■ **PROBLEM STATEMENT**: Starting at the line that contains "Pick out each instance of the eyelashes", set down each line exactly until the records end, keeping both ends and adding nothing.

■ **RECORDS TO PROCESS**:
--------------------------------

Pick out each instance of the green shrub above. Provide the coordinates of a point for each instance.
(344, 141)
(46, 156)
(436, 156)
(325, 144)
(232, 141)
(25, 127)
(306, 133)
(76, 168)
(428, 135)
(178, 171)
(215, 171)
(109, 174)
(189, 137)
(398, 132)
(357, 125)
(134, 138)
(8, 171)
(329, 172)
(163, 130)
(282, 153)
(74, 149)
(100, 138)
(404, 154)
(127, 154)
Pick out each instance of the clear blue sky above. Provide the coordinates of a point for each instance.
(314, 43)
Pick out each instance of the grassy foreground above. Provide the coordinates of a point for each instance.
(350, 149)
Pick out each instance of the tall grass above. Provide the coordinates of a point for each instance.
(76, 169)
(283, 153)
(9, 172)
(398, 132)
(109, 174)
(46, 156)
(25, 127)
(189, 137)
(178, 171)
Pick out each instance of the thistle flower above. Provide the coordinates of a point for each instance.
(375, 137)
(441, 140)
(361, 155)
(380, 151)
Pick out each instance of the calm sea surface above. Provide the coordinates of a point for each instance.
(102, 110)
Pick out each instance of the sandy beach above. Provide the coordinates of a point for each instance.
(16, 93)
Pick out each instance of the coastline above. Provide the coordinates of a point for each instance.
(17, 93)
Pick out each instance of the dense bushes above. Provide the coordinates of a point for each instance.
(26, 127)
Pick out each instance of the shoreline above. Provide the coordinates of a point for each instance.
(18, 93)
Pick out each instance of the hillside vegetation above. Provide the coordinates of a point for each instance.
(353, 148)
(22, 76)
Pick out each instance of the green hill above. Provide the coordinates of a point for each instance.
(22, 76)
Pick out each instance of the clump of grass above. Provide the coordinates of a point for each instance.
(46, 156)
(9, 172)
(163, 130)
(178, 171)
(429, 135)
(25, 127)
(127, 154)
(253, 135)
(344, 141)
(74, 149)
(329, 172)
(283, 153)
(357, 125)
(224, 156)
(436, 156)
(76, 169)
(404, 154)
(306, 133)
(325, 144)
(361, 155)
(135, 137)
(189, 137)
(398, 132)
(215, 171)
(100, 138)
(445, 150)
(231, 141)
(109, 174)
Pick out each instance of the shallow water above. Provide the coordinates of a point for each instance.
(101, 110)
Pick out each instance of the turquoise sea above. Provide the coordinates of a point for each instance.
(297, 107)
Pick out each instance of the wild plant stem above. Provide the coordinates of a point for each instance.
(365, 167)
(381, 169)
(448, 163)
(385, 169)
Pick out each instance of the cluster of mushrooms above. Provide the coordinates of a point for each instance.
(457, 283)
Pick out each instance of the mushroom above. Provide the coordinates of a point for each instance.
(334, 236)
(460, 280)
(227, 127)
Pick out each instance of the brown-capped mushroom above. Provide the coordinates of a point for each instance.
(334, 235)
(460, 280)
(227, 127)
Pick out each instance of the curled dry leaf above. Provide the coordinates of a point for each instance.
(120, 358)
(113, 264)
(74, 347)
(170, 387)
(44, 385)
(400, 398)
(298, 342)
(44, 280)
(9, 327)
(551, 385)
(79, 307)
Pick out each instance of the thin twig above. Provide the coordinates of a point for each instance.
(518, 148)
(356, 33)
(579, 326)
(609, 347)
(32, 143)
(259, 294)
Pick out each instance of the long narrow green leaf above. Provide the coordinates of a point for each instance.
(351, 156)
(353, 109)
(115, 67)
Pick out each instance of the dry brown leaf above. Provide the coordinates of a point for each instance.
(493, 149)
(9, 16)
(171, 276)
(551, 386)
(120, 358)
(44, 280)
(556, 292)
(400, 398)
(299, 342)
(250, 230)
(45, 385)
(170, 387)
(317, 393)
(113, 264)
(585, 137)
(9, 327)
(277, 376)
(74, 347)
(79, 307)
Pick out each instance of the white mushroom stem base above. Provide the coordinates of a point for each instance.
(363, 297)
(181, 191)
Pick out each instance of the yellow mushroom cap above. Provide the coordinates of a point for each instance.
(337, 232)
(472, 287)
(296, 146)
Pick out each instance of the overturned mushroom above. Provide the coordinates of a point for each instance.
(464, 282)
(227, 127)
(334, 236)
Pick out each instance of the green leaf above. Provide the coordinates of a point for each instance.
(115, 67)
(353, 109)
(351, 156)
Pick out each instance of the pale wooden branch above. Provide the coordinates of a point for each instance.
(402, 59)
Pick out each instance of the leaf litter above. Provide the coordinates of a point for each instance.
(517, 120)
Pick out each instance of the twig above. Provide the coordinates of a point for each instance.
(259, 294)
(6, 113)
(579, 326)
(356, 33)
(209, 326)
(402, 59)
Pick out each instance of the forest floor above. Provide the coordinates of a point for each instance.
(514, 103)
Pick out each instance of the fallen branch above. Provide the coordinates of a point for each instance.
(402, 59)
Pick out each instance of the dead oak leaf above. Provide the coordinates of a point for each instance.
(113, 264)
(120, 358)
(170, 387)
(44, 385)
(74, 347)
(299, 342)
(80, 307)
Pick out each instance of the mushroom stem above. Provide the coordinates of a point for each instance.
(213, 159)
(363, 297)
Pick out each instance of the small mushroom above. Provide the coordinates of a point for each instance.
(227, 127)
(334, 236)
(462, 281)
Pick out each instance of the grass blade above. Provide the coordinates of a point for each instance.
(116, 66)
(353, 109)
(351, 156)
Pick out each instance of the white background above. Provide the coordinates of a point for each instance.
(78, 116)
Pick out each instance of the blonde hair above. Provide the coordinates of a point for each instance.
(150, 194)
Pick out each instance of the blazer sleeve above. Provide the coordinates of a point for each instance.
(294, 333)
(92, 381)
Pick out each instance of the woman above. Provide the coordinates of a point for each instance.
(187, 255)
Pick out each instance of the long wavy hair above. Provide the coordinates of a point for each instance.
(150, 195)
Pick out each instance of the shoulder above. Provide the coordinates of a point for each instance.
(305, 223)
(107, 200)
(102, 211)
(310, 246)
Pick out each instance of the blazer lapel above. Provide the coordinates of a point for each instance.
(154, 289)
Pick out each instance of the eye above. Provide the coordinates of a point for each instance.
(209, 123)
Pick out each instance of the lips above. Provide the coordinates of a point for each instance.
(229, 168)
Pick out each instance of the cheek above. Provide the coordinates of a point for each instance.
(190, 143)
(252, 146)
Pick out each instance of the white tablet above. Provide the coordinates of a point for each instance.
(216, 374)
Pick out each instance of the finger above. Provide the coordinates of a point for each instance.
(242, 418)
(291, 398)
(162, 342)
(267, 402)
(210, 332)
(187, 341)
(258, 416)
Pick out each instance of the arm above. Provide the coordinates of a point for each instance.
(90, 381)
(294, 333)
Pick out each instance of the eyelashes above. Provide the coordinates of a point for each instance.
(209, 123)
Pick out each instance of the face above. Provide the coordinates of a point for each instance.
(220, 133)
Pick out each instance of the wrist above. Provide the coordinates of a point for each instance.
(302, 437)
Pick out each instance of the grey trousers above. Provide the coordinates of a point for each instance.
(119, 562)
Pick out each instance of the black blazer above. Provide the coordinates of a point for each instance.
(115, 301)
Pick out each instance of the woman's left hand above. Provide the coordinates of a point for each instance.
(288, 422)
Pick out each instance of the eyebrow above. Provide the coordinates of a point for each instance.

--------------------------------

■ **THE COMPLETED TASK**:
Pick out each instance of the eyelashes above. Provide the coordinates of a point for each instance.
(209, 123)
Pick out each instance of the face above. Provide the coordinates of a point for each instance.
(220, 133)
Pick out each instance of the wrist above. Provide the coordinates of a point for each instance.
(302, 437)
Pick out each instance of the grey trousers above. Provide the coordinates of a point for each instance.
(119, 562)
Pick out each instance of the black blazer above. Provide the coordinates of a point for each instance.
(115, 301)
Pick out each instance of the woman's left hand above. Provide the coordinates of a point for each instance.
(288, 422)
Pick out each instance of the eyebrow above. Provide the coordinates of a point for each instance.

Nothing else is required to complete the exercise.